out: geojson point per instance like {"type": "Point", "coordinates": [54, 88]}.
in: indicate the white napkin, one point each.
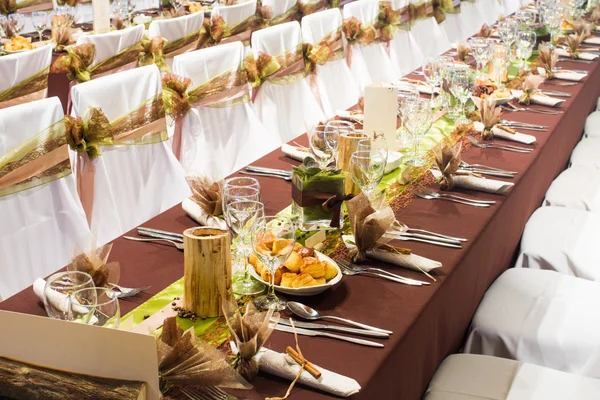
{"type": "Point", "coordinates": [410, 261]}
{"type": "Point", "coordinates": [200, 216]}
{"type": "Point", "coordinates": [283, 366]}
{"type": "Point", "coordinates": [479, 184]}
{"type": "Point", "coordinates": [502, 134]}
{"type": "Point", "coordinates": [540, 99]}
{"type": "Point", "coordinates": [582, 55]}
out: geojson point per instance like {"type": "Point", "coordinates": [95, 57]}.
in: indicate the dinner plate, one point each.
{"type": "Point", "coordinates": [308, 290]}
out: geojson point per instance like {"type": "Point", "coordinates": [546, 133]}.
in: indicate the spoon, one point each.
{"type": "Point", "coordinates": [304, 311]}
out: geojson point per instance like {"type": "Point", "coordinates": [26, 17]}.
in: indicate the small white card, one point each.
{"type": "Point", "coordinates": [381, 108]}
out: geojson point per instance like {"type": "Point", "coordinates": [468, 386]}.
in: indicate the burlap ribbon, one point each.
{"type": "Point", "coordinates": [42, 159]}
{"type": "Point", "coordinates": [144, 125]}
{"type": "Point", "coordinates": [226, 89]}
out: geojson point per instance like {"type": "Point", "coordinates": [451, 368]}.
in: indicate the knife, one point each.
{"type": "Point", "coordinates": [355, 331]}
{"type": "Point", "coordinates": [308, 332]}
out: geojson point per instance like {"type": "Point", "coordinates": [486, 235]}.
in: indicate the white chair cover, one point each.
{"type": "Point", "coordinates": [42, 227]}
{"type": "Point", "coordinates": [430, 38]}
{"type": "Point", "coordinates": [132, 183]}
{"type": "Point", "coordinates": [219, 140]}
{"type": "Point", "coordinates": [586, 153]}
{"type": "Point", "coordinates": [577, 187]}
{"type": "Point", "coordinates": [405, 53]}
{"type": "Point", "coordinates": [540, 317]}
{"type": "Point", "coordinates": [369, 63]}
{"type": "Point", "coordinates": [337, 88]}
{"type": "Point", "coordinates": [286, 110]}
{"type": "Point", "coordinates": [563, 240]}
{"type": "Point", "coordinates": [477, 377]}
{"type": "Point", "coordinates": [111, 43]}
{"type": "Point", "coordinates": [15, 68]}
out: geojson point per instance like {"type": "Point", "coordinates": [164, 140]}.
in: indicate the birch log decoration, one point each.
{"type": "Point", "coordinates": [347, 144]}
{"type": "Point", "coordinates": [207, 271]}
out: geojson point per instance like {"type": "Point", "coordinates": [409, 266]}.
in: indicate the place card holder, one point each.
{"type": "Point", "coordinates": [381, 108]}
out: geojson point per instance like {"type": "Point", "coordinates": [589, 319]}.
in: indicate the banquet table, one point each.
{"type": "Point", "coordinates": [428, 322]}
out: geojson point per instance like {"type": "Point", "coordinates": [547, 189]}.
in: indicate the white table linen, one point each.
{"type": "Point", "coordinates": [540, 317]}
{"type": "Point", "coordinates": [132, 183]}
{"type": "Point", "coordinates": [42, 227]}
{"type": "Point", "coordinates": [219, 140]}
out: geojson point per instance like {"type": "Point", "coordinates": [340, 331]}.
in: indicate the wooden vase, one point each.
{"type": "Point", "coordinates": [207, 271]}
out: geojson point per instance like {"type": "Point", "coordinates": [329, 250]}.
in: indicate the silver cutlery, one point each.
{"type": "Point", "coordinates": [308, 332]}
{"type": "Point", "coordinates": [287, 178]}
{"type": "Point", "coordinates": [306, 312]}
{"type": "Point", "coordinates": [178, 245]}
{"type": "Point", "coordinates": [337, 328]}
{"type": "Point", "coordinates": [497, 146]}
{"type": "Point", "coordinates": [353, 269]}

# # # #

EXERCISE REQUIREMENTS → Where a picture appears, skip it; repeat everything else in the data exactly.

SOLUTION FOR THIS EXERCISE →
out: geojson point per instance like {"type": "Point", "coordinates": [54, 88]}.
in: indicate the white napkin, one point each.
{"type": "Point", "coordinates": [410, 261]}
{"type": "Point", "coordinates": [200, 216]}
{"type": "Point", "coordinates": [283, 366]}
{"type": "Point", "coordinates": [479, 184]}
{"type": "Point", "coordinates": [502, 134]}
{"type": "Point", "coordinates": [540, 99]}
{"type": "Point", "coordinates": [582, 55]}
out: geojson point per instance like {"type": "Point", "coordinates": [95, 57]}.
in: indicate the dinner plate, one point each.
{"type": "Point", "coordinates": [308, 290]}
out: geojson point per instance like {"type": "Point", "coordinates": [546, 133]}.
in: indicate the spoon, one point each.
{"type": "Point", "coordinates": [304, 311]}
out: geojson point per instance like {"type": "Point", "coordinates": [26, 17]}.
in: indicate the small white card, one point each.
{"type": "Point", "coordinates": [381, 108]}
out: geojson point per instance like {"type": "Point", "coordinates": [468, 386]}.
in: indicate the burlap ribbon, one point each.
{"type": "Point", "coordinates": [42, 159]}
{"type": "Point", "coordinates": [144, 125]}
{"type": "Point", "coordinates": [226, 89]}
out: geojson point per instance like {"type": "Point", "coordinates": [451, 368]}.
in: indicate the knife, one point each.
{"type": "Point", "coordinates": [355, 331]}
{"type": "Point", "coordinates": [308, 332]}
out: geojson point per instance like {"type": "Point", "coordinates": [486, 235]}.
in: indicate the white chair cover, one point each.
{"type": "Point", "coordinates": [42, 227]}
{"type": "Point", "coordinates": [430, 38]}
{"type": "Point", "coordinates": [132, 183]}
{"type": "Point", "coordinates": [219, 140]}
{"type": "Point", "coordinates": [586, 153]}
{"type": "Point", "coordinates": [577, 187]}
{"type": "Point", "coordinates": [405, 53]}
{"type": "Point", "coordinates": [540, 317]}
{"type": "Point", "coordinates": [369, 63]}
{"type": "Point", "coordinates": [337, 88]}
{"type": "Point", "coordinates": [286, 110]}
{"type": "Point", "coordinates": [563, 240]}
{"type": "Point", "coordinates": [477, 377]}
{"type": "Point", "coordinates": [111, 43]}
{"type": "Point", "coordinates": [15, 68]}
out: geojson point per instance like {"type": "Point", "coordinates": [164, 140]}.
in: indicate the birch log decoration, one point each.
{"type": "Point", "coordinates": [347, 144]}
{"type": "Point", "coordinates": [207, 271]}
out: geojson point per instance like {"type": "Point", "coordinates": [409, 266]}.
in: indicate the place card holder, one point each.
{"type": "Point", "coordinates": [381, 108]}
out: geojson point per instance like {"type": "Point", "coordinates": [589, 319]}.
in: indicate the banquet table, one point each.
{"type": "Point", "coordinates": [428, 322]}
out: geojson point per instance like {"type": "Point", "coordinates": [547, 189]}.
in: indicate the white table linen, one point each.
{"type": "Point", "coordinates": [540, 317]}
{"type": "Point", "coordinates": [132, 183]}
{"type": "Point", "coordinates": [42, 227]}
{"type": "Point", "coordinates": [219, 140]}
out: geojson point per instance like {"type": "Point", "coordinates": [340, 331]}.
in: indicate the wooden vase, one point each.
{"type": "Point", "coordinates": [207, 271]}
out: geojson point per instance like {"type": "Point", "coordinates": [329, 250]}.
in: indicate the silver cutlery, one point each.
{"type": "Point", "coordinates": [308, 332]}
{"type": "Point", "coordinates": [287, 178]}
{"type": "Point", "coordinates": [306, 312]}
{"type": "Point", "coordinates": [178, 245]}
{"type": "Point", "coordinates": [337, 328]}
{"type": "Point", "coordinates": [497, 146]}
{"type": "Point", "coordinates": [353, 269]}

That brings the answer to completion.